Instructions:
1. In the passage on university startups, how many employees does Ligocyte Pharmaceuticals have?
2. For each statement, say whether it agrees with the passage on university startups, and quote the words of the passage that decide it.
(a) A 2002 analysis found that 8 percent of university licensed startups progress to an IPO.
(b) Going public ensures a startup's survival.
(c) Ligocyte Pharmaceuticals is partly owned by DuPont.
3. Please list every startup company named in the passage on university startups.

Provided text:
*****
Successful licensed startups have also emerged from MSU and South Dakota State University in Brookings. Ligocyte Pharmaceuticals, an MSU licensee partly owned by drug giant GlaxoSmithKline, has grown into a 47-employee firm over the past decade.
But for every TomoTherapy, Orasi and Ligocyte, there are many more university startups that never attract private capital, produce a viable product or turn a profit. As Mulcahy observed, less than 10 percent of university licensed startups—actually 8 percent, according to a 2002 analysis of data gathered by the Association of University Technology Managers—ever progress to an IPO. And going public doesn't ensure survival, or sustained commercial success.
The hard truth about university-licensed startups is that jump-starting a new business out of a campus lab is arduous and risky. "It's a little bit easier licensing technologies to the DuPonts of the world," said Bloomer of TechRanch. "Building a company around a university technology is difficult because oftentimes those technologies are developed without a market in mind, which is the exact opposite of how a traditional entrepreneur would go about starting a business."
Not only are university technologies usually raw and unfocused; their inventors are often more interested in conducting research than running a company, and they tend to be ignored by institutional and angel investors. "Most of the technologies that we evaluate are too early and too undeveloped for external investors because the risk of failure is too high," said Johnson of the U of M. Startups like Centrose and Cellular Dynamics that have attracted sizable private investment are the exceptions.
What would markets do?
These uncertainties and risks raise the question of whether universities should be spending public funds—or royalties earned from the licensing of publicly funded research—on cultivating startups.
Identifying promising technologies and guiding them along the tortuous path to market entails an investment that sometimes extends to direct financial aid for startups. In addition to funding the Venture Center, the U of M has set aside $1 million annually in licensing proceeds for grants and loans that inventors can use to further develop their discoveries and launch firms. Such support also exacts an opportunity cost; resources allocated to nurturing startups are not available for licensing technologies to existing firms, or for investments in education and basic research.
*****
Provided information:
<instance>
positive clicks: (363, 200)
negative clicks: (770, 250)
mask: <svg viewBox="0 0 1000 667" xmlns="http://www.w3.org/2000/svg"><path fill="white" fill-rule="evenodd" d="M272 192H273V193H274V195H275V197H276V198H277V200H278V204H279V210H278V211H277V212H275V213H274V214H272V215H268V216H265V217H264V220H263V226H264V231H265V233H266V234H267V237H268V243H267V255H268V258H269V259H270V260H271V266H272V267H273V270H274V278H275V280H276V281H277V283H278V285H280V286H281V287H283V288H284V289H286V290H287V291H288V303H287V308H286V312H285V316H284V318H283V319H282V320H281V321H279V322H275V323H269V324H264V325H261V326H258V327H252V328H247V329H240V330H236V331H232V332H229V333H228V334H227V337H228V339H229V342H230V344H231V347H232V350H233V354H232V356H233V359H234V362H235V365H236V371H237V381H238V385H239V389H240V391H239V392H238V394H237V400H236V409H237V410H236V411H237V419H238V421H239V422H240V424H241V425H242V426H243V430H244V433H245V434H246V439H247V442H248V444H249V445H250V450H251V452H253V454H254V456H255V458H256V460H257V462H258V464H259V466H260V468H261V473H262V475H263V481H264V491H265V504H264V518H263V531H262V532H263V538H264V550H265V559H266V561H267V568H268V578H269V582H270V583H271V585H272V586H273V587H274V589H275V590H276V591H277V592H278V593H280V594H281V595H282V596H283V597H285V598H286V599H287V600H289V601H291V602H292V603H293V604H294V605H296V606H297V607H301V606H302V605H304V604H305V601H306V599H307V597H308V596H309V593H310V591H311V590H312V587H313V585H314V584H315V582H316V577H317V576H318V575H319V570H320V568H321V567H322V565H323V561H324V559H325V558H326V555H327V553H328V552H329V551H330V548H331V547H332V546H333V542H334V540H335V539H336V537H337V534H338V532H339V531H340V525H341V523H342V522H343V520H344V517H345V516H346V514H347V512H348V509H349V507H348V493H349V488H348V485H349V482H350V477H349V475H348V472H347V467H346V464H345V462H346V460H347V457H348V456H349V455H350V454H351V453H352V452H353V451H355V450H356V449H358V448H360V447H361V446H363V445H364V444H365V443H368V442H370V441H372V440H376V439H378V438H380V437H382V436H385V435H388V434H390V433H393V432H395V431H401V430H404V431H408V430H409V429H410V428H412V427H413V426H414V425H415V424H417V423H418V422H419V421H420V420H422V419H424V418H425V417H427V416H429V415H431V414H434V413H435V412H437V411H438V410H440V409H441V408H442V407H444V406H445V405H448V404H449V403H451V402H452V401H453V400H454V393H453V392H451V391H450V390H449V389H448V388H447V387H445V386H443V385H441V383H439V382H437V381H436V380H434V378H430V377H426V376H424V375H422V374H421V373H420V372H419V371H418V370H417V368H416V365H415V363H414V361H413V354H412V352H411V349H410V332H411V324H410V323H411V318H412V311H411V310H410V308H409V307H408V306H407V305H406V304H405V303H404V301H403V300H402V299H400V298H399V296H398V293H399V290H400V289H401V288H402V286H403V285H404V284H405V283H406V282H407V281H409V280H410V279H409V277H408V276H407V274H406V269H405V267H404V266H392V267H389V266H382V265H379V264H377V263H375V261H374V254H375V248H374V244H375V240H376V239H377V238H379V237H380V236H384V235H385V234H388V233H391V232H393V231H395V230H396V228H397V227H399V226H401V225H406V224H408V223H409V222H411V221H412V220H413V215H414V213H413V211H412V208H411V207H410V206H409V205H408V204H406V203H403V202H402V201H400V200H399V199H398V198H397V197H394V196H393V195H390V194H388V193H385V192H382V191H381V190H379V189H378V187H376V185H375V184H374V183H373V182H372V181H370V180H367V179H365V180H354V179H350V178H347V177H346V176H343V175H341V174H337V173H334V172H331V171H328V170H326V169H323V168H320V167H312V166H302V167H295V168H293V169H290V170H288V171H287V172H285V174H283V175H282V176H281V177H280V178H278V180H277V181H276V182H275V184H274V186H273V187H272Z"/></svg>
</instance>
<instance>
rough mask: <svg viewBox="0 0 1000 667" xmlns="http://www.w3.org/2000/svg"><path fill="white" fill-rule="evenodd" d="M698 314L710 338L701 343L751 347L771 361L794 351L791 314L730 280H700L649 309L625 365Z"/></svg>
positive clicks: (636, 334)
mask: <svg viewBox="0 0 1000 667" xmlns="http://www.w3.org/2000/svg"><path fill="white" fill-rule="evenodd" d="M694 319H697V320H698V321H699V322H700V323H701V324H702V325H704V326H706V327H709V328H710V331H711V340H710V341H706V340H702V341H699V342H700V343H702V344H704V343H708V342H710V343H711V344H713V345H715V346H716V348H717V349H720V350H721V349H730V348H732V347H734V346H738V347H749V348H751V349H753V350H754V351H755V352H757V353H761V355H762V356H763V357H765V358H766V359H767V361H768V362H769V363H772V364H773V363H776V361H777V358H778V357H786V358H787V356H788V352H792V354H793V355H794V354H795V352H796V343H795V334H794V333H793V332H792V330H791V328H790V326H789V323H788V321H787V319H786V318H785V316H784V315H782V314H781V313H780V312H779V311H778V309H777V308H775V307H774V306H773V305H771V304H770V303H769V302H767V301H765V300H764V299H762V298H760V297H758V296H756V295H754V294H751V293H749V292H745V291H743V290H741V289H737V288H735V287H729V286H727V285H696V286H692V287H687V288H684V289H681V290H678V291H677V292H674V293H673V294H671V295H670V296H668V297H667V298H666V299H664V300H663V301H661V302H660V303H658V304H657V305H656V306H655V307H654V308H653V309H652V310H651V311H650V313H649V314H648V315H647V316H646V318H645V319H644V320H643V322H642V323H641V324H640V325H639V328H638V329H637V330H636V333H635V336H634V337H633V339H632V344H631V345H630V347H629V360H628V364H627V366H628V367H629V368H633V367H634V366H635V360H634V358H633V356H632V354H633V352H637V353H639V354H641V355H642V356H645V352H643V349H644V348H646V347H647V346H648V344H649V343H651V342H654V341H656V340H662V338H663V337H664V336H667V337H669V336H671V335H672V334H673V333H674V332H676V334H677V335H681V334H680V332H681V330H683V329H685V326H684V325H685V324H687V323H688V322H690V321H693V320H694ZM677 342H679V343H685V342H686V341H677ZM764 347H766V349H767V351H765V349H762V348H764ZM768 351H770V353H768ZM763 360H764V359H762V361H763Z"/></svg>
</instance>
*****
Response list:
1. 47 employees.

2.
(a) Yes: "actually 8 percent, according to a 2002 analysis of data gathered by the Association of University Technology Managers"
(b) No: "going public doesn't ensure survival, or sustained commercial success"
(c) No: "partly owned by drug giant GlaxoSmithKline"

3. TomoTherapy, Orasi, Ligocyte Pharmaceuticals, Centrose, Cellular Dynamics